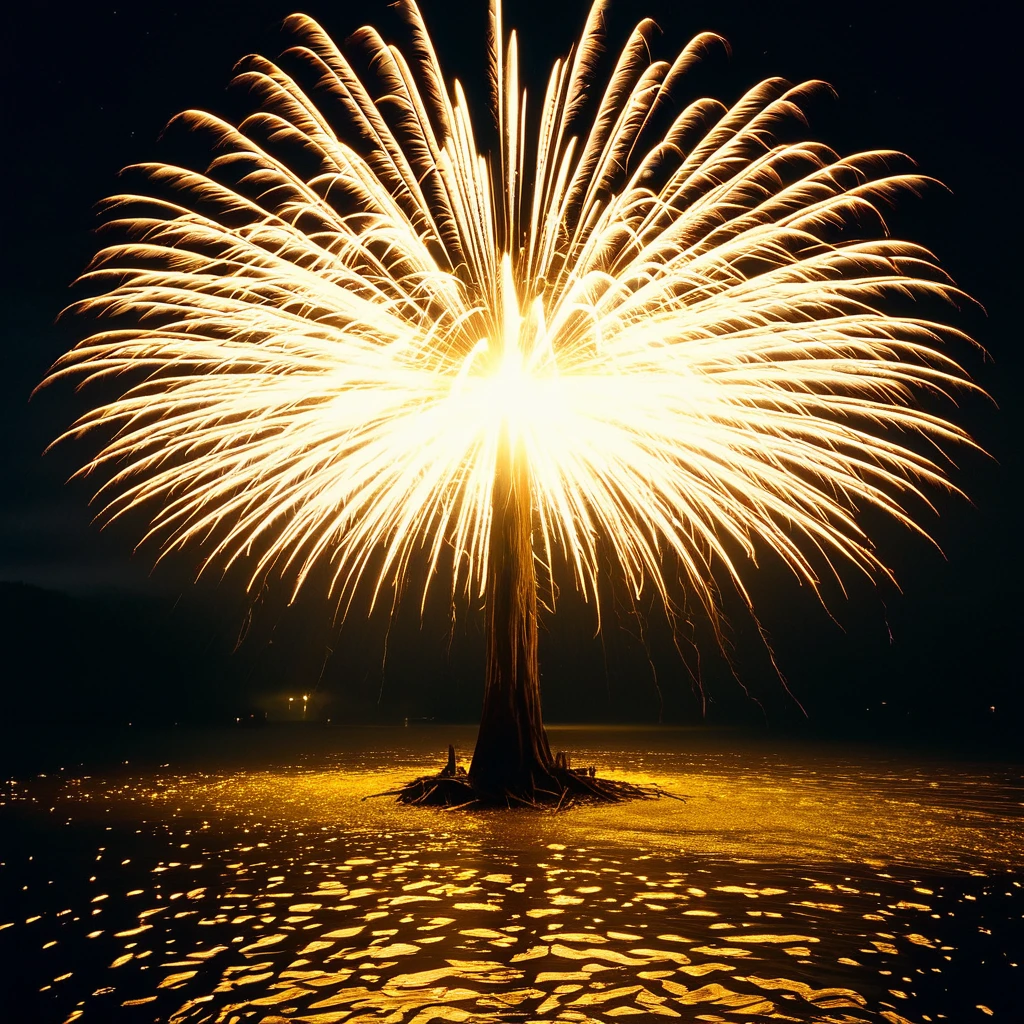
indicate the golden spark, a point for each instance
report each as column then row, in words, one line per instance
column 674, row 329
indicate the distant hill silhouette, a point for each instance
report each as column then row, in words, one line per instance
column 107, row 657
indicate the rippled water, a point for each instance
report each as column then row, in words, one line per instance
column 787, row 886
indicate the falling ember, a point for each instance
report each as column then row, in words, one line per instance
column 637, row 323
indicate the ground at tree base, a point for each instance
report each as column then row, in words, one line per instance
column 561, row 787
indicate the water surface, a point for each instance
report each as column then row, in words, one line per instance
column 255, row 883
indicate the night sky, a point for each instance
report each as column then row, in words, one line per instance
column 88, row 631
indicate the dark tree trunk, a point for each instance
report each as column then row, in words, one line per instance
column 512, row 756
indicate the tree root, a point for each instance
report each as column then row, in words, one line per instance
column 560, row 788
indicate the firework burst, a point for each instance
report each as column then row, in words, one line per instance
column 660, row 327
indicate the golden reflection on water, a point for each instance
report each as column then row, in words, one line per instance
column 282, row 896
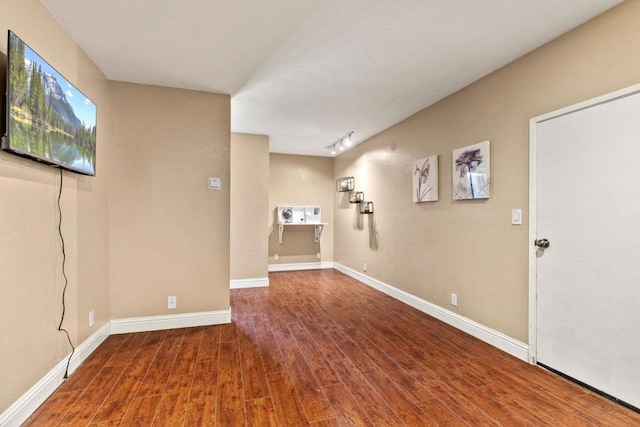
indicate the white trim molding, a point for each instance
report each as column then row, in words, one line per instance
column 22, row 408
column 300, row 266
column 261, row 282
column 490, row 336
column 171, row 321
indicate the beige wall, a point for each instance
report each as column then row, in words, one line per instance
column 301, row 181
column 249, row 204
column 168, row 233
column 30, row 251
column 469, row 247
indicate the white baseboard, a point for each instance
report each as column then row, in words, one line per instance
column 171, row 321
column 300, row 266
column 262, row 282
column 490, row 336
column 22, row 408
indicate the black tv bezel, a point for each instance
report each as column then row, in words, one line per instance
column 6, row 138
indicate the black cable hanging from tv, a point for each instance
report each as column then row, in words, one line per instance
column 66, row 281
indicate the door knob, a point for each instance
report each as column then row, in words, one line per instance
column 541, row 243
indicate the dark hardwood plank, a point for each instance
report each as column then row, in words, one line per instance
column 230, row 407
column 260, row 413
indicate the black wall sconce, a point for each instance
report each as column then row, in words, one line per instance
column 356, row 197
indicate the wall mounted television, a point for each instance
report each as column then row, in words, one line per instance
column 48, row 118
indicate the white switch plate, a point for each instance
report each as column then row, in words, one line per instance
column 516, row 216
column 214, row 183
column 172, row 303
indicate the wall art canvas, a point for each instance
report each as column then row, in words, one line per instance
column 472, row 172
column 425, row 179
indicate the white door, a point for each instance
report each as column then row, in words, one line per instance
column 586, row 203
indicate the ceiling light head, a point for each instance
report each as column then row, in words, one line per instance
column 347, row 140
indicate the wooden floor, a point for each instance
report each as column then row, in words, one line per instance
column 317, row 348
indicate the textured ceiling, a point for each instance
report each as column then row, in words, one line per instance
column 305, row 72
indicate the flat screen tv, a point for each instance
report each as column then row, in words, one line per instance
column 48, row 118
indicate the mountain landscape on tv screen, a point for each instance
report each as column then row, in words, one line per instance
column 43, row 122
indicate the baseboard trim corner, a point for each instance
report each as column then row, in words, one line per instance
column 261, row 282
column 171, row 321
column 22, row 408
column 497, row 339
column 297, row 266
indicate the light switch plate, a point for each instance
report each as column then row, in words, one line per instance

_Aim_.
Copy out each line exactly, without the pictures.

_Correct output_.
indicate the golden spark, a point for each instance
report each as column then row, in words, one line per instance
column 674, row 329
indicate the distant hill silhouette, a point for each instance
report each as column then row, in words, one line per instance
column 107, row 657
indicate the rippled water, a point for each instance
report each as column then row, in words, one line per instance
column 787, row 886
indicate the falling ember, a point for each instance
report each as column then row, in words, one line per instance
column 637, row 323
indicate the ground at tree base, a point for each instance
report each as column then row, in words, one line per instance
column 561, row 787
indicate the water surface, a point for each instance
report each as column then row, in words, one line per instance
column 255, row 883
indicate the night sky, a point for each instance
report each as column then row, in words, one line per instance
column 88, row 631
indicate the dark tree trunk, a point for each instance
report each as column then row, in words, one line per instance
column 512, row 756
indicate the tree root, a point for each instance
report each as column then row, in words, one line per instance
column 560, row 788
indicate the firework burst, a point for each instance
report each as column then row, in words, one line per instance
column 660, row 327
indicate the golden reflection on water, a point for each instance
report each as column then row, in words, one line per instance
column 282, row 896
indicate the white trim molding, a point for each instance
report each as column then row, in words, one line per instance
column 22, row 408
column 300, row 266
column 261, row 282
column 490, row 336
column 171, row 321
indicate the beige wall, a point for each instance
report each as column then row, in words, one line per instance
column 301, row 181
column 249, row 204
column 168, row 233
column 30, row 251
column 469, row 247
indicate the white baseboard, a point for each instance
report each as column then row, in words, one line per instance
column 171, row 321
column 300, row 266
column 262, row 282
column 490, row 336
column 22, row 408
indicate the black tv bezel, a point for each instance
report each as column then row, in words, one line per instance
column 6, row 138
indicate the black cable hanging from tv, a point for each instance
report each as column then row, in words, one line per instance
column 66, row 281
indicate the door knob, a point for each instance
report each as column then row, in words, one line per instance
column 541, row 243
indicate the dark hardwood plank, a point for each instance
report each as column then row, in words, one line per instance
column 230, row 407
column 260, row 413
indicate the black wall sconce, a point for each instance
report each as column then row, in words, one line per instance
column 356, row 197
indicate the wall mounted television, a point for each instance
report each as column then row, in words, one line per instance
column 48, row 118
indicate the white switch plate, a point for each instance
report each as column then row, in words, one line per instance
column 516, row 216
column 214, row 183
column 172, row 303
indicate the wall art canvas, a point for each instance
report each as column then row, in words, one line per instance
column 472, row 172
column 425, row 179
indicate the white door, a point for each instance
report each as column then row, in words, one line per instance
column 586, row 203
indicate the ceiling light head, a point for each instance
report each as column then row, in words, one line per instance
column 347, row 140
indicate the wooden floor, a point for each instance
report each as column then row, in words, one line per instance
column 317, row 348
indicate the textured ceiling, a point for each instance
report each as column then row, in words, one line per instance
column 305, row 72
indicate the flat screen tv, a point for each instance
report each as column then row, in words, one line per instance
column 48, row 118
indicate the mountain landscape on tv screen, a point for each instance
report each as column then row, in words, one line per instance
column 43, row 122
indicate the baseboard trim corner, a point for each instance
report each as column then row, in words, one line per instance
column 261, row 282
column 171, row 321
column 22, row 408
column 497, row 339
column 297, row 266
indicate the light switch plate, a point for each instance
report each as column then row, in words, one line per instance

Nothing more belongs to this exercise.